§ What this exercise asks
**a)** In the VFIO patch page, retype the passage from "Commit Message" to "MSIX mapping (*).".
**b)** According to the VFIO patch page, to whom is the patch delegated?
**c)** Carry on the VFIO patch page, picking up after its final line.

§ Text passage

[v3] vfio: fix workaround of BAR0 mapping

Message ID 20180713101145.4795-1-t.yoshimura8869@gmail.com (mailing list archive)
State Superseded, archived
Delegated to: Thomas Monjalon
Headers
Series [v3] vfio: fix workaround of BAR0 mapping |

Checks

Context Check Description
ci/checkpatch success coding style OK
ci/Intel-compilation success Compilation OK

Commit Message

Takeshi Yoshimura July 13, 2018, 10:11 a.m. UTC
  The workaround of BAR0 mapping gives up and immediately returns an
error if it cannot map around the MSI-X. However, recent version
of VFIO allows MSIX mapping (*).

I fixed not to return immediately but try mapping. In old Linux, mmap
just fails and returns the same error as the code before my fix . In
recent Linux, mmap succeeds and this patch enables running DPDK in
specific environments (e.g., ppc64le with HGST NVMe)

§ Provided material
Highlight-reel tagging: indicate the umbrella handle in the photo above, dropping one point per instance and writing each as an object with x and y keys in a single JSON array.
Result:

§ Written answers
**a)**
Commit Message

Takeshi Yoshimura July 13, 2018, 10:11 a.m. UTC
  The workaround of BAR0 mapping gives up and immediately returns an
error if it cannot map around the MSI-X. However, recent version
of VFIO allows MSIX mapping (*).

**b)** Thomas Monjalon

**c)**
(*): "vfio-pci: Allow mapping MSIX BAR",
https://git.kernel.org/pub/scm/linux/kernel/git/torvalds/linux.git/
commit/id=a32295c612c57990d17fb0f41e7134394b2f35f6

Fixes: 90a1633b2347 ("eal/linux: allow to map BARs with MSI-X tables")

Signed-off-by: Takeshi Yoshimura <t.yoshimura8869@gmail.com>
---

Thanks, Anatoly.

I updated the patch not to affect behaviors of older Linux and
other environments as well as possible. This patch adds another
chance to mmap BAR0.

I noticed that the check at line 350 already includes the check
of page size, so this patch does not fix the check.

Regards,
Takeshi

drivers/bus/pci/linux/pci_vfio.c | 35 ++++++++++++++++++-----------------
 1 file changed, 18 insertions(+), 17 deletions(-)
  

Comments

Anatoly Burakov July 13, 2018, 11 a.m. UTC | #1
On 13-Jul-18 11:11 AM, Takeshi Yoshimura wrote:
> The workaround of BAR0 mapping gives up and immediately returns an
> error if it cannot map around the MSI-X. However, recent version
> of VFIO allows MSIX mapping (*).
> 
> I fixed not to return immediately but try mapping. In old Linux, mmap
> just fails and returns the same error as the code before my fix . In
> recent Linux, mmap succeeds and this patch enables running DPDK in
> specific environments (e.g., ppc64le with HGST NVMe)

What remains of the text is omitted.